Ask a credit union or community bank about their consumer base, and it starts out like a snappy joke: A well-educated, retired woman walks into a financial institution. She’s somewhere between 55 and 70. She loves all the staff and the staff knows everything about her. They know she suffers from osteoporosis and her husband will be retiring soon. Once she finishes the next round of physical therapy, the couple plans to take a 7-day cruise after they visit their grandkids. After all, little Mikey always comes first. They can’t miss seeing him make his first communion.
When we begin to think about who we serve, we are compelled to tell these stories. These are the people we see in-branch. They are the people we have thoughtful interactions with. There is a caring, deep connection with these consumers.
If you were asked the question, “Tell me about your members?” would you have a similar story to tell?
Let’s dig a little deeper: If you represented an $83 million community financial institution serving 7,600 members/customers, is this story reflective of your membership base? Does it provide insight on who you want to serve or just simply what (who) you know?

▶ INFORMATION PROVIDED
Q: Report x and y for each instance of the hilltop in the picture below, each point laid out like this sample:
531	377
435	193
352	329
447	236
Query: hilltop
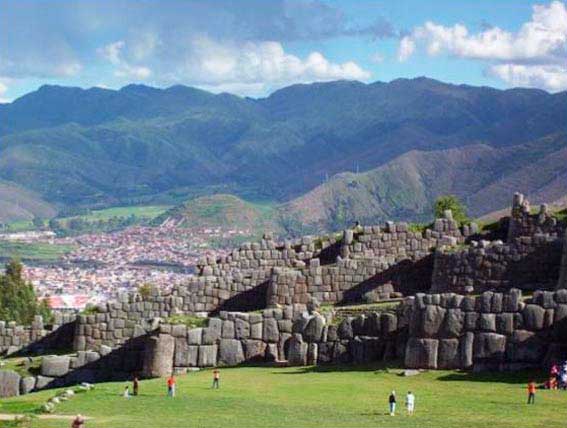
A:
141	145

▶ PROBLEMS AND TASKS
a) In the passage about credit union members, rewrite the stretch that begins at the words "If you were" and stops after "(who) you know?", putting "regional financial institution" in place of "community financial institution".
b) According to the passage about credit union members, what is the age range of the retired woman who walks into the financial institution?

▶ ANSWERS TO THE EXERCISE
a)
If you were asked the question, “Tell me about your members?” would you have a similar story to tell?
Let’s dig a little deeper: If you represented an $83 million regional financial institution serving 7,600 members/customers, is this story reflective of your membership base? Does it provide insight on who you want to serve or just simply what (who) you know?

b) She is somewhere between 55 and 70.